Start of Block
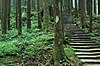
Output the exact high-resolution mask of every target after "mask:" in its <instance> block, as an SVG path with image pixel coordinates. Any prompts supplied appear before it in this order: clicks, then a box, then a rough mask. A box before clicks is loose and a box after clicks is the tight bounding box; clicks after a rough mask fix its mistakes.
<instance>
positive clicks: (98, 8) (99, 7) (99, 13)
mask: <svg viewBox="0 0 100 66" xmlns="http://www.w3.org/2000/svg"><path fill="white" fill-rule="evenodd" d="M98 14H100V0H98Z"/></svg>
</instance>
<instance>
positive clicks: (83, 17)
mask: <svg viewBox="0 0 100 66" xmlns="http://www.w3.org/2000/svg"><path fill="white" fill-rule="evenodd" d="M80 7H81V8H80V13H81V14H80V15H81V26H82V28H83V29H84V28H85V1H84V0H81V2H80Z"/></svg>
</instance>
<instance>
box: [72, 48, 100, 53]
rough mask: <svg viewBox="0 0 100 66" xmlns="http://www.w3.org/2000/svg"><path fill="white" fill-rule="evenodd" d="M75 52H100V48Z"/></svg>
mask: <svg viewBox="0 0 100 66" xmlns="http://www.w3.org/2000/svg"><path fill="white" fill-rule="evenodd" d="M73 50H74V51H75V52H100V48H93V49H73Z"/></svg>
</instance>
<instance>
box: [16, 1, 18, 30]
mask: <svg viewBox="0 0 100 66" xmlns="http://www.w3.org/2000/svg"><path fill="white" fill-rule="evenodd" d="M17 1H18V0H16V28H18V21H17V17H18V9H17V8H18V4H17Z"/></svg>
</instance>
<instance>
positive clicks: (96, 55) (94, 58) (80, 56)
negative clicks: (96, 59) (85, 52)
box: [77, 55, 100, 59]
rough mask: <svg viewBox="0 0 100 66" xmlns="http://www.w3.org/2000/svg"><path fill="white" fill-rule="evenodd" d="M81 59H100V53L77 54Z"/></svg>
End of Block
Problem to solve -
Transcribe each entry above without alteration, but keep the pictures out.

Completed exercise -
Output the exact high-resolution mask of every target after "mask:" in its <instance> block, as an SVG path with image pixel coordinates. Any prompts supplied appear before it in this order: clicks, then a box, then a rough mask. A box before clicks is loose and a box after clicks is the tight bounding box; clicks after a rough mask fix its mistakes.
<instance>
positive clicks: (98, 8) (99, 7) (99, 13)
mask: <svg viewBox="0 0 100 66" xmlns="http://www.w3.org/2000/svg"><path fill="white" fill-rule="evenodd" d="M98 14H100V0H98Z"/></svg>
</instance>
<instance>
positive clicks: (83, 17)
mask: <svg viewBox="0 0 100 66" xmlns="http://www.w3.org/2000/svg"><path fill="white" fill-rule="evenodd" d="M80 7H81V8H80V13H81V14H80V15H81V26H82V28H83V29H84V28H85V1H84V0H81V2H80Z"/></svg>
</instance>
<instance>
box: [72, 48, 100, 53]
rough mask: <svg viewBox="0 0 100 66" xmlns="http://www.w3.org/2000/svg"><path fill="white" fill-rule="evenodd" d="M75 52H100V48Z"/></svg>
mask: <svg viewBox="0 0 100 66" xmlns="http://www.w3.org/2000/svg"><path fill="white" fill-rule="evenodd" d="M73 50H74V51H75V52H100V48H93V49H73Z"/></svg>
</instance>
<instance>
box: [16, 1, 18, 30]
mask: <svg viewBox="0 0 100 66" xmlns="http://www.w3.org/2000/svg"><path fill="white" fill-rule="evenodd" d="M17 1H18V0H16V28H18V21H17V17H18V9H17V8H18V4H17Z"/></svg>
</instance>
<instance>
positive clicks: (96, 55) (94, 58) (80, 56)
negative clicks: (96, 59) (85, 52)
box: [77, 55, 100, 59]
rough mask: <svg viewBox="0 0 100 66" xmlns="http://www.w3.org/2000/svg"><path fill="white" fill-rule="evenodd" d="M81 59H100V53L77 54Z"/></svg>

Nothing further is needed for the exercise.